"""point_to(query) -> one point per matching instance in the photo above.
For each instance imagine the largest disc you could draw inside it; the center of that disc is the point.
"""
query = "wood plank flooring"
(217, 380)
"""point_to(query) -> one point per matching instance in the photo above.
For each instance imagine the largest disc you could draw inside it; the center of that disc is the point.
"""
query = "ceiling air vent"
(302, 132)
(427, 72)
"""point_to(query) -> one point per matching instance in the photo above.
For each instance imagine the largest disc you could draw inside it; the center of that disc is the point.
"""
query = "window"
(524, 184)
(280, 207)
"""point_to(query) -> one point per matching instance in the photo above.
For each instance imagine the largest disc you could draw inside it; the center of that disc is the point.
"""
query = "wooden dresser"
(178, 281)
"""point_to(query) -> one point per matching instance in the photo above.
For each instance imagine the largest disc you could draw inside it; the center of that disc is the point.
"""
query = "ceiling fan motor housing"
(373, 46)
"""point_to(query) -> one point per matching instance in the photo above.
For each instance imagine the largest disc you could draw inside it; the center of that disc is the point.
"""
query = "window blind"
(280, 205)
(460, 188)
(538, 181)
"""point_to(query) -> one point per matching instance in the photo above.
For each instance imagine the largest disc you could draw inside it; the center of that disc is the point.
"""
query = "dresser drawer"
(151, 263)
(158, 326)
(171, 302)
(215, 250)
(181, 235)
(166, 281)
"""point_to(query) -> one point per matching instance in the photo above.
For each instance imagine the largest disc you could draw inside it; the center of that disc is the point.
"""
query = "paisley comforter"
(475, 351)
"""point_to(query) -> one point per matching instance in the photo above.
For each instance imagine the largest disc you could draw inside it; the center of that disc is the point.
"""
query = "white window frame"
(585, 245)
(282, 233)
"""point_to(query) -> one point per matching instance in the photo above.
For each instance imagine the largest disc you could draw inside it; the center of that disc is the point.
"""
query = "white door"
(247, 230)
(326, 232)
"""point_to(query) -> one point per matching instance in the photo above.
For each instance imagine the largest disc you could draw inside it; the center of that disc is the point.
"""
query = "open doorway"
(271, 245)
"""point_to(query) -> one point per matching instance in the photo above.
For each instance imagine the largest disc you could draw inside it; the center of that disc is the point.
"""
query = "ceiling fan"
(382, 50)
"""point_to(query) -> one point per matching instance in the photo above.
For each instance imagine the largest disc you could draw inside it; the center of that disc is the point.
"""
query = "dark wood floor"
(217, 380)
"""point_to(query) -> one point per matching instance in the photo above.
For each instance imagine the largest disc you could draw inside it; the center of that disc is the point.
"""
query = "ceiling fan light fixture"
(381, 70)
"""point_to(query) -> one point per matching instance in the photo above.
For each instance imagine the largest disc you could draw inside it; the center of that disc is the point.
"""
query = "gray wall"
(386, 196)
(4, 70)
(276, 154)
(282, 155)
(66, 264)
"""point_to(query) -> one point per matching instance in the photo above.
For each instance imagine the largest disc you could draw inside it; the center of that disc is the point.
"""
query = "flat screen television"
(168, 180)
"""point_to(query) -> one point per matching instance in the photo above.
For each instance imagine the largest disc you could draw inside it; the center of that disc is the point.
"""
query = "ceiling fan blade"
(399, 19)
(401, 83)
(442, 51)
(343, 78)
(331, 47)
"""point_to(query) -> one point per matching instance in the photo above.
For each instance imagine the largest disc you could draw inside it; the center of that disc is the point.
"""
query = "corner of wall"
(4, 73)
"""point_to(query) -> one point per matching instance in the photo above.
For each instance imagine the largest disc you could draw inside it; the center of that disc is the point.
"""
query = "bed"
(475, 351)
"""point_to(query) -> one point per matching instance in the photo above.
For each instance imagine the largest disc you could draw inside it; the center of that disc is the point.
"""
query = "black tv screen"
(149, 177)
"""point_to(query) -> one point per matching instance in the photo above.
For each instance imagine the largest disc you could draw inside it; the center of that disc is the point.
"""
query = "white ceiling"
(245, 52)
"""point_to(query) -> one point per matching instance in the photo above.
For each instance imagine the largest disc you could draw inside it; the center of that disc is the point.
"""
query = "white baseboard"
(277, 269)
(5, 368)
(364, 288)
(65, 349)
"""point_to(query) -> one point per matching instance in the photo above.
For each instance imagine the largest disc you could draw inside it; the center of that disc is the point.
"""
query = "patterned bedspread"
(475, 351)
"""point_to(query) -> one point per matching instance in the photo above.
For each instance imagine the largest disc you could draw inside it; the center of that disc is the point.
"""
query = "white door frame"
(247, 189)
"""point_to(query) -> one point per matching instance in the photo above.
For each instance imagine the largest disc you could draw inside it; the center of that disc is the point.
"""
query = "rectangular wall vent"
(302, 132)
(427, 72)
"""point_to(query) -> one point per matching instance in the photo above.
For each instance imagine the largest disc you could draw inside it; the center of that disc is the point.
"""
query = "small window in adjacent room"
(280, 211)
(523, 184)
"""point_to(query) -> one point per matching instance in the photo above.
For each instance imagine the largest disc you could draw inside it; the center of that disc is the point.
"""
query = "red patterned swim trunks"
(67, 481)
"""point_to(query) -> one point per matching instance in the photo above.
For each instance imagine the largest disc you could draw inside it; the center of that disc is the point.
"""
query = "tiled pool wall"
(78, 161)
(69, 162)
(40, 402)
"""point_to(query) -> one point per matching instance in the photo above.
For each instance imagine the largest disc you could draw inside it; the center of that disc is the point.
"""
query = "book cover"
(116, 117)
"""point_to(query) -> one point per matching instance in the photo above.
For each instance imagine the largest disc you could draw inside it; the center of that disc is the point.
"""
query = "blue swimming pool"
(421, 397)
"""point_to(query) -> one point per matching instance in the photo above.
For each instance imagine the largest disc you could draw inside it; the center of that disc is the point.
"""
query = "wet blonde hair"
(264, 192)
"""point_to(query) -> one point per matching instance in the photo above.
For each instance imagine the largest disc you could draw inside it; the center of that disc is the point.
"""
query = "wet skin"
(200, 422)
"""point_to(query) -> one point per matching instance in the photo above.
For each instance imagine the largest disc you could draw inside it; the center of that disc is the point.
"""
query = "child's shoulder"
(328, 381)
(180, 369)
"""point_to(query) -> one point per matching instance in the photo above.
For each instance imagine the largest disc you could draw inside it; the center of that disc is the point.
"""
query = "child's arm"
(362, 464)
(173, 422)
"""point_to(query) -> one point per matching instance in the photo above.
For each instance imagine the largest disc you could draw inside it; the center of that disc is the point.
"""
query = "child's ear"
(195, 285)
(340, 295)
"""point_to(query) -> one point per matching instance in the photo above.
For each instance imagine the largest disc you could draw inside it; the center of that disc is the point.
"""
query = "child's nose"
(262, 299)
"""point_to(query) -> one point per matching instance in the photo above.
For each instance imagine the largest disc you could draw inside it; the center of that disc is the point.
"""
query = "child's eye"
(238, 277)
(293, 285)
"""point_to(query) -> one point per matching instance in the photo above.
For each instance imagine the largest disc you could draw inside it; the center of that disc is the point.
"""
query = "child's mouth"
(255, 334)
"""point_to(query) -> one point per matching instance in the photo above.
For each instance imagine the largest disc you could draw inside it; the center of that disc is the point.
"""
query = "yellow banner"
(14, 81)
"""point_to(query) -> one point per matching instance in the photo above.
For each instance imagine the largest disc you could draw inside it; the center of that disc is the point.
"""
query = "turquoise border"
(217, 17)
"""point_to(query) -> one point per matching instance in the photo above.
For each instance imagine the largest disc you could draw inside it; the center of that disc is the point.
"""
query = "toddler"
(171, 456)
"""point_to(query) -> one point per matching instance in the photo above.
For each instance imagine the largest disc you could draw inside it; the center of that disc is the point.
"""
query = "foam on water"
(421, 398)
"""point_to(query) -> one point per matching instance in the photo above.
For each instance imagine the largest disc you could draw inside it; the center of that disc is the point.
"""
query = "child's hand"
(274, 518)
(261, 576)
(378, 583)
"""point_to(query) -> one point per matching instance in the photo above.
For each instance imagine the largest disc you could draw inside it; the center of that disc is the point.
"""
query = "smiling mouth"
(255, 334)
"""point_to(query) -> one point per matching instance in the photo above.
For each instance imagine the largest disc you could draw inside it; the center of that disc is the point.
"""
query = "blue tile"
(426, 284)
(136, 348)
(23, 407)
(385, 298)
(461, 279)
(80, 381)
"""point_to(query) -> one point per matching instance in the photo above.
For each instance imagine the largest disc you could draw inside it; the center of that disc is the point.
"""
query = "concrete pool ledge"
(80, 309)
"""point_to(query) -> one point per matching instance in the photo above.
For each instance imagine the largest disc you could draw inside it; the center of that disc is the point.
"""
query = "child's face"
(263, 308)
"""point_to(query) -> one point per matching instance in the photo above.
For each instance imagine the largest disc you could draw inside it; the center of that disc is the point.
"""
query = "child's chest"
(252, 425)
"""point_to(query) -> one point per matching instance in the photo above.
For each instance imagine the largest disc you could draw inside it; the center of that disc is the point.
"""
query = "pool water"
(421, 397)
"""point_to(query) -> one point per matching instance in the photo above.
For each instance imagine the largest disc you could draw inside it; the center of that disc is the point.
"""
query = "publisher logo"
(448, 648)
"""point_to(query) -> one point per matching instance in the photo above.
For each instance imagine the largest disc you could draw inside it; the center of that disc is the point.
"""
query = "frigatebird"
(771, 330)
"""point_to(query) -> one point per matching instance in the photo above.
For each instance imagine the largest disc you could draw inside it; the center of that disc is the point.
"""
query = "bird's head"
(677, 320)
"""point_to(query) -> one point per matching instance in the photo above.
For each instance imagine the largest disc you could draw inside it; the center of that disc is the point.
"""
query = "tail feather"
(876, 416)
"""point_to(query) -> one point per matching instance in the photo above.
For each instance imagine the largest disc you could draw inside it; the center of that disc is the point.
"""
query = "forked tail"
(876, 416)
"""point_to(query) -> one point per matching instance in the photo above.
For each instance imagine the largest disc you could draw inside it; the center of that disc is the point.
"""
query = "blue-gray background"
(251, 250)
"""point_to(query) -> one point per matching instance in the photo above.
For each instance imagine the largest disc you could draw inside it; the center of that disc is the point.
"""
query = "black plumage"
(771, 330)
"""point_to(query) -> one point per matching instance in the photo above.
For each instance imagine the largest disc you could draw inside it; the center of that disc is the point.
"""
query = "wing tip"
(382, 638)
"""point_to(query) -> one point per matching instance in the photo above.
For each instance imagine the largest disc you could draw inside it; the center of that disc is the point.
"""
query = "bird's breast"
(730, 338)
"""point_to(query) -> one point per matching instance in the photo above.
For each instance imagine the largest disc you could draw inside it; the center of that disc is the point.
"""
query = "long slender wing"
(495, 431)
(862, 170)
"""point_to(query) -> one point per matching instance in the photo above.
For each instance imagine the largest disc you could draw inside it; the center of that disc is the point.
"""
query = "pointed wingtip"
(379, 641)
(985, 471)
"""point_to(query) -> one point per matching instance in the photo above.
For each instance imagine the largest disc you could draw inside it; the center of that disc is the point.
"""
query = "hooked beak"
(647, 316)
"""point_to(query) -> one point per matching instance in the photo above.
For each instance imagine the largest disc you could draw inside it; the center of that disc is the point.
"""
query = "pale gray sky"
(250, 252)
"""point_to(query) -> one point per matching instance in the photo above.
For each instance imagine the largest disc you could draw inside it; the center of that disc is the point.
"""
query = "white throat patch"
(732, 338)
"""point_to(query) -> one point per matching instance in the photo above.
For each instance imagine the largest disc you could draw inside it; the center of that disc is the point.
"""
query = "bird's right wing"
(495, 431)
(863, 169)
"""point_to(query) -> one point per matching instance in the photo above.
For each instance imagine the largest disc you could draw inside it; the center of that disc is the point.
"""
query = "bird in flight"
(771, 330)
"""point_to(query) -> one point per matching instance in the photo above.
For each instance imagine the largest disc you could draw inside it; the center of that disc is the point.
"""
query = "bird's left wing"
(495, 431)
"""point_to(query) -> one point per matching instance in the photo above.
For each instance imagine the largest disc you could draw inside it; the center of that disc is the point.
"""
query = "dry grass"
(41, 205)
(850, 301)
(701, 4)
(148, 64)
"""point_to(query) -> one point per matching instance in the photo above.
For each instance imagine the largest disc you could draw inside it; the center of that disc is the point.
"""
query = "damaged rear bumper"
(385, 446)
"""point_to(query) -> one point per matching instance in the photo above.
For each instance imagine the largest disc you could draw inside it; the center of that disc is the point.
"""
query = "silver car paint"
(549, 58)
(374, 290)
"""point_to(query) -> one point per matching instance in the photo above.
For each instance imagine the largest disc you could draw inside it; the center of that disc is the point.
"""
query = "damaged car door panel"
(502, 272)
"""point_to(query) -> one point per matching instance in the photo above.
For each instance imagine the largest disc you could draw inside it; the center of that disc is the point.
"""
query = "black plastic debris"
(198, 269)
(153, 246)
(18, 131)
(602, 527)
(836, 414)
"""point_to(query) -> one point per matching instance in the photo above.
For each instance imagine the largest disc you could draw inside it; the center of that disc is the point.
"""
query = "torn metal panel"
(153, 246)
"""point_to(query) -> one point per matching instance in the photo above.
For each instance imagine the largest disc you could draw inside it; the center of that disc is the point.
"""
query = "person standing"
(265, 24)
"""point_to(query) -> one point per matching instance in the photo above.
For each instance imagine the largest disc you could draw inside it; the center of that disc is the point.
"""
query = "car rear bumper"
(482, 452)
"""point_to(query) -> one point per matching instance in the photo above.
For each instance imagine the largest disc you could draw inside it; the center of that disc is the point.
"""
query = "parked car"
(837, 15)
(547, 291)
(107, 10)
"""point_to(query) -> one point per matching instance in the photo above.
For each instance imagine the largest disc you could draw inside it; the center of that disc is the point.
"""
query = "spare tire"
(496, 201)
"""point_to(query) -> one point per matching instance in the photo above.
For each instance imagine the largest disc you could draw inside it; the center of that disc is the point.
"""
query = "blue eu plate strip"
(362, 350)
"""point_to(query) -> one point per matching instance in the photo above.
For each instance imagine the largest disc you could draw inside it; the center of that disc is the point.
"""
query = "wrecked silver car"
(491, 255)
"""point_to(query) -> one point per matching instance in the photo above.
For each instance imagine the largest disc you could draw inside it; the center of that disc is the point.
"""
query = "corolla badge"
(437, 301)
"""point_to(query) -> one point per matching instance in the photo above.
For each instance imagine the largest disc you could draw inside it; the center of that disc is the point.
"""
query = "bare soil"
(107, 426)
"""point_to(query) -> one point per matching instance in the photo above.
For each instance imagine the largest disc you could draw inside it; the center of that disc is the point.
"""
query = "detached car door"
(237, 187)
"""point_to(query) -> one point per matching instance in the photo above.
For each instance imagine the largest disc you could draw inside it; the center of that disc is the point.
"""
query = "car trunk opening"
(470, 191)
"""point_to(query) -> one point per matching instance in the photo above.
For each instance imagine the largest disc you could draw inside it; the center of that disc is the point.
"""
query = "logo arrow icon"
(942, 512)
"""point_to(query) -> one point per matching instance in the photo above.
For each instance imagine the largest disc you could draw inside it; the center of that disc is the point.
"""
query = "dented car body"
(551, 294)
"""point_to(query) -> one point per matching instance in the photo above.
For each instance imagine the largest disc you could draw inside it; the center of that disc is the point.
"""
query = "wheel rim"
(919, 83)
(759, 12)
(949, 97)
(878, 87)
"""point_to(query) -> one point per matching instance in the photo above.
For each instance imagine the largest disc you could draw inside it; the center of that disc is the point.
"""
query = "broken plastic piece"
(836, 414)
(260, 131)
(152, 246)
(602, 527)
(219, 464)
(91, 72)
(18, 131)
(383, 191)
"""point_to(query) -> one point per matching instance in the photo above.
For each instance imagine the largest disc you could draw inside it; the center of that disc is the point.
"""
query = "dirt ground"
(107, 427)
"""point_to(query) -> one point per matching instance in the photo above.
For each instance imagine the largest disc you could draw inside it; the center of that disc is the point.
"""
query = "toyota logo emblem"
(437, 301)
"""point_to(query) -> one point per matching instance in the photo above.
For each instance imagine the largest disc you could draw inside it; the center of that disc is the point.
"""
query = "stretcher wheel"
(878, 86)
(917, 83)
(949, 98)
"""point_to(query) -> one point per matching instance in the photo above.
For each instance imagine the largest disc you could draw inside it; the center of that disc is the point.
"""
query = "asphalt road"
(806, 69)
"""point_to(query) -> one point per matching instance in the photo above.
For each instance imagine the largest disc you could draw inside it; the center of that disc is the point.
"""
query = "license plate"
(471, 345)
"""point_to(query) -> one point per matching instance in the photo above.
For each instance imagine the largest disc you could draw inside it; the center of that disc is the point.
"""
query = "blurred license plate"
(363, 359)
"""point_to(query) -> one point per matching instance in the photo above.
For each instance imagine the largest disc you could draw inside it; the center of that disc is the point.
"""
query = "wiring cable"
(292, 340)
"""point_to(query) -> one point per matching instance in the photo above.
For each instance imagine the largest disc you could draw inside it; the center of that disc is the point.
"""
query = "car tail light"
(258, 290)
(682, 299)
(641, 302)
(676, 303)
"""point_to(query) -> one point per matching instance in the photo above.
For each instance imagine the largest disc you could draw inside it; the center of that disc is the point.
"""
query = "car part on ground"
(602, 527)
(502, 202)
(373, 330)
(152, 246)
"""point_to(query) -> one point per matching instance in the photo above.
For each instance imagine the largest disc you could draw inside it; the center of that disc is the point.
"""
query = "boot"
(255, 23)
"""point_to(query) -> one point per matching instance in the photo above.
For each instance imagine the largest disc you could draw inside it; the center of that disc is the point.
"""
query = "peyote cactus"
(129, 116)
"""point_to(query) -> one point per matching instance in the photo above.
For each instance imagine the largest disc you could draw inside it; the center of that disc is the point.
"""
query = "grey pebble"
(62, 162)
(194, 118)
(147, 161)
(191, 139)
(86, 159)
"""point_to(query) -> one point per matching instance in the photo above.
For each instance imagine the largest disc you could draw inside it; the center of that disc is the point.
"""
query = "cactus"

Problem details:
Show every line of the rows above that holds the word "logo". Case counts.

Response below:
query = "publisher logo"
query = "logo arrow icon"
query = "toyota logo emblem"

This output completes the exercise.